Written problem – Repeat the following lines exactly and nothing else: the line containing "of the crane" and each line after it through the end of the listing.

Provided data –
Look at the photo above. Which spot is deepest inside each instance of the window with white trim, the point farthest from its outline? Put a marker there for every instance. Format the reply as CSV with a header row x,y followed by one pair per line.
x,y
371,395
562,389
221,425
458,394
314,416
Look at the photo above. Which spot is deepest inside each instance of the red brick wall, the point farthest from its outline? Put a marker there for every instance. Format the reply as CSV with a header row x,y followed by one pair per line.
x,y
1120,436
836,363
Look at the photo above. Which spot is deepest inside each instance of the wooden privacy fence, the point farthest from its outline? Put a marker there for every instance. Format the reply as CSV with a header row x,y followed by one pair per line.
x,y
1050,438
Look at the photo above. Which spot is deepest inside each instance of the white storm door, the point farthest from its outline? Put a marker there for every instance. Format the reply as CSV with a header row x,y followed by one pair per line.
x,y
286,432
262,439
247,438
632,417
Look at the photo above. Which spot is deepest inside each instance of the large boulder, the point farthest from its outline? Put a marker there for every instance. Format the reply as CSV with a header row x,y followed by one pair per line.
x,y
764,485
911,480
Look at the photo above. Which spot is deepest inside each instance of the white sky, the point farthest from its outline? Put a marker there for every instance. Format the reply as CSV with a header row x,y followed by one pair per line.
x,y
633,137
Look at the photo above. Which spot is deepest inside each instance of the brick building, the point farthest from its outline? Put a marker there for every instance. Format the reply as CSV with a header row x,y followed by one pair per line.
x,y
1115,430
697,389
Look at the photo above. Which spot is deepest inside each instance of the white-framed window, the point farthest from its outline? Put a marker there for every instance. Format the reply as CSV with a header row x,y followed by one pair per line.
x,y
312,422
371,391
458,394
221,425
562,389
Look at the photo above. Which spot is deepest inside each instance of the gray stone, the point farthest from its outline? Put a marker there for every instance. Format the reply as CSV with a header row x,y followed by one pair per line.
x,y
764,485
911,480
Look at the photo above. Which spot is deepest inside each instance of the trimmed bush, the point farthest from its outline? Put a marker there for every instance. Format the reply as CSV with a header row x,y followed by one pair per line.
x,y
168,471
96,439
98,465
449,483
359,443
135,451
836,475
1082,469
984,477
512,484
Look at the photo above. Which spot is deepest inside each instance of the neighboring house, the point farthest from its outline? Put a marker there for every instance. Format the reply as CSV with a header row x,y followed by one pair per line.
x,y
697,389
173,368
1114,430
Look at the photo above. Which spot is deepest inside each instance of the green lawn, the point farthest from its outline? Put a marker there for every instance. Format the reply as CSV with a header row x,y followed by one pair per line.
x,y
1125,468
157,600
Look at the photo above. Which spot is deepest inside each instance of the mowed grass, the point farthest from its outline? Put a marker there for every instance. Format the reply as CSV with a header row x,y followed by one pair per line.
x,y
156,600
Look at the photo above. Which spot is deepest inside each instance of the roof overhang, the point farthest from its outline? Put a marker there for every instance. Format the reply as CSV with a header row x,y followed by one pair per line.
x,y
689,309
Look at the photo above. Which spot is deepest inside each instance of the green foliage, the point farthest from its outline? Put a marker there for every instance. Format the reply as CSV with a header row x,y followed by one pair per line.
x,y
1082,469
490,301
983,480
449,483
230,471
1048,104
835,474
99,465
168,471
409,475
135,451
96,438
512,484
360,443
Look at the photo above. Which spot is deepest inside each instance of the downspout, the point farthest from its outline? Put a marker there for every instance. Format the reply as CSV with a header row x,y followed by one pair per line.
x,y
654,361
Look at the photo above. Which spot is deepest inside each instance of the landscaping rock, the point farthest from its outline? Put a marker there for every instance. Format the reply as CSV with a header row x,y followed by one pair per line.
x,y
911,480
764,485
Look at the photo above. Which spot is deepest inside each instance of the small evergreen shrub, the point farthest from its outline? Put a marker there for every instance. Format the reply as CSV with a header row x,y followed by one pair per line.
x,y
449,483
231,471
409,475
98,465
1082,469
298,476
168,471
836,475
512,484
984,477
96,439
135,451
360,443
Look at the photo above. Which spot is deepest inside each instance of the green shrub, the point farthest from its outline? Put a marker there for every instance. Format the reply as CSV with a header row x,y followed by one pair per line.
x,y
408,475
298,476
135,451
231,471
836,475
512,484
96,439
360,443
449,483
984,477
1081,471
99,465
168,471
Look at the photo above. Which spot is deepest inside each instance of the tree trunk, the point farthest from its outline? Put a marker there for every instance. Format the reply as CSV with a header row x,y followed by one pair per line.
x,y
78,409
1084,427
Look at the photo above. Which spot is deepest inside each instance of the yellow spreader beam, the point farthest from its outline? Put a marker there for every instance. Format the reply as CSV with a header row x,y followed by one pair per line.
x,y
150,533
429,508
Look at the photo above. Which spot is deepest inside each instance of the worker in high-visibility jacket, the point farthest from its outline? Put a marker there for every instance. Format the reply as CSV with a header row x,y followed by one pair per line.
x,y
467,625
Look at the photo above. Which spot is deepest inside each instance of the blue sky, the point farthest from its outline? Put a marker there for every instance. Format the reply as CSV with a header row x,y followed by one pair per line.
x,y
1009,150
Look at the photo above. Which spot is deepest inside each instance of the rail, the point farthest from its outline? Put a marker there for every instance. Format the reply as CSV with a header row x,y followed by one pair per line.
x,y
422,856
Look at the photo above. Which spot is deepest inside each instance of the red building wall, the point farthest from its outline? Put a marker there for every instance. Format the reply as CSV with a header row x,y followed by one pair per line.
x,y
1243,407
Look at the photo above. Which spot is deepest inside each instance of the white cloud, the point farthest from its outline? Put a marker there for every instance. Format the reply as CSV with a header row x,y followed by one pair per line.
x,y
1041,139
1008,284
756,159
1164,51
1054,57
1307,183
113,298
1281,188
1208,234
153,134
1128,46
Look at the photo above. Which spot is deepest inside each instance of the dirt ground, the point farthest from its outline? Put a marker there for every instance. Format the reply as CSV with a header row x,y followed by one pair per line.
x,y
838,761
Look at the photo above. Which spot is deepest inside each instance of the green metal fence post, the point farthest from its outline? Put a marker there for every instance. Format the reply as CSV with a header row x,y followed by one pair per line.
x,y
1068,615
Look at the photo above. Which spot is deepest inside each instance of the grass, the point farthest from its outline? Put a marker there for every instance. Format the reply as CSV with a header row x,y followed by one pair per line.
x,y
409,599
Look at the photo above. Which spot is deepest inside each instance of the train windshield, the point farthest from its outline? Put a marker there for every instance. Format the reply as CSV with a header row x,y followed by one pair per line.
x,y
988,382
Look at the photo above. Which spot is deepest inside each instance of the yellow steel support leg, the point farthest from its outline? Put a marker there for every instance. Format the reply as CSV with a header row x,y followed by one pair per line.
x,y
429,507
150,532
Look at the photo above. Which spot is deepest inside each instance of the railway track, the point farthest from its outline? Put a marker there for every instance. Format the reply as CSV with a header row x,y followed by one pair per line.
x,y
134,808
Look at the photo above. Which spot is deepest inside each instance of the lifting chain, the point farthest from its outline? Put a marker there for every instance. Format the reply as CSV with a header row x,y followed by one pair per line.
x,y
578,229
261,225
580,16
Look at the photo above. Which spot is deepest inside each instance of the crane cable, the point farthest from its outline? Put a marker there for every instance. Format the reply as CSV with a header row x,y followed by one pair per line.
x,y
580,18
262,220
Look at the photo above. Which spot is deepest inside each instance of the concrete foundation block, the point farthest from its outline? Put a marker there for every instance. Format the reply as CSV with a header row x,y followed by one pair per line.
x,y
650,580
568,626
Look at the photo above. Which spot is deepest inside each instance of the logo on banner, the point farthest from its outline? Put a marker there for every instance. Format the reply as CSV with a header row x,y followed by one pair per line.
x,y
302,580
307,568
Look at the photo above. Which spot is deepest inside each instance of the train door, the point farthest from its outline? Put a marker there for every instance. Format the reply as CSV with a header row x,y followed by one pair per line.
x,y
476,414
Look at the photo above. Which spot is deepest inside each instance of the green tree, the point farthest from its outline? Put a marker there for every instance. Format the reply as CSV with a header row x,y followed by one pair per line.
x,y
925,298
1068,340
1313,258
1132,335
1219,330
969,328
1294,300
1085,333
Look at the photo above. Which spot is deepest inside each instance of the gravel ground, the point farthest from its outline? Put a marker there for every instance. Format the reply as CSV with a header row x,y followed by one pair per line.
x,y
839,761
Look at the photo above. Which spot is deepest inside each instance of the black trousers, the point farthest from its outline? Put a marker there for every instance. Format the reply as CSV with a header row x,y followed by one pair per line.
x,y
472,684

Solution to the exercise –
Look at the photo above. Which spot is deepest inside each instance of the crane cable, the point farthest from its outline? Put a marker there for every instance. Format the reply as CSV with a header row x,y followed by one pair per line.
x,y
580,18
262,220
Look at the photo above. Which spot is deepest inside each instance of the concrete foundation block, the point farthest from its outline? Put a marker there for every instance. Format the reply as CSV with a header row x,y followed by one pair per line.
x,y
650,580
568,626
Look at the photo above. Which spot is deepest inside each instance of the logo on banner, the point farthest from its outline? Put a marker there for every instance. Format the reply as CSV with a header row x,y followed by one pair per line.
x,y
302,580
307,568
Look at the photo above. Which spot is deepest inside each instance of the train door, the point farthest from its outline? Put a marker there for every instance. Format the reply as CSV with a header row x,y followed by one pair per line.
x,y
476,414
Look at the photo above. Which spot is deepest inside each instance of the green tree, the point farthest from its outline? Put a marker there for every instance. Format the reply as CSV with a header row x,y followed by one pair per line.
x,y
925,298
1068,340
1313,258
1132,335
1219,330
969,328
1294,300
1085,333
Look at the photo above. Which spot is deepest inside each instance of the gravel ground, the point farthest from its outline? Put a marker there for every instance. Format the reply as CSV with a header row x,y followed by one pair per line.
x,y
839,761
Look at the photo above. Which spot is deepest inside each instance of the black trousers, the point farthest from its outline? Put a marker there for every instance. Format the reply as CSV with a header row x,y followed by one pair per line.
x,y
472,684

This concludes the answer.